The data Block Start
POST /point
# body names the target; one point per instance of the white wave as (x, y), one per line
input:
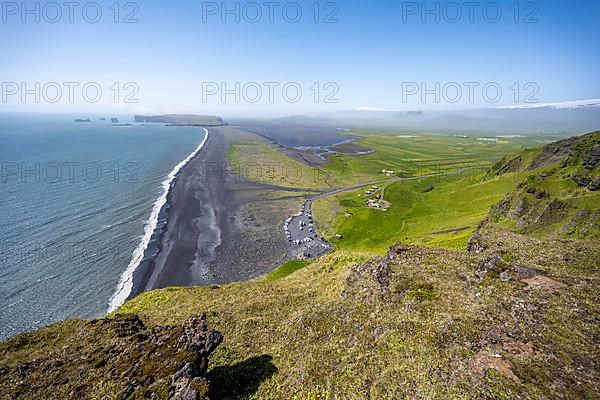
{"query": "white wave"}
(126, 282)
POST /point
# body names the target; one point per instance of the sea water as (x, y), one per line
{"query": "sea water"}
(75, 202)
The data Block End
> **What is being asked**: All lines of the data above that include the word "target" must be shown.

> **Written solution**:
# body names the target; one point per instance of the white wave as (x, y), one per line
# body names the target; one point per instance of the sea water as (x, y), one per line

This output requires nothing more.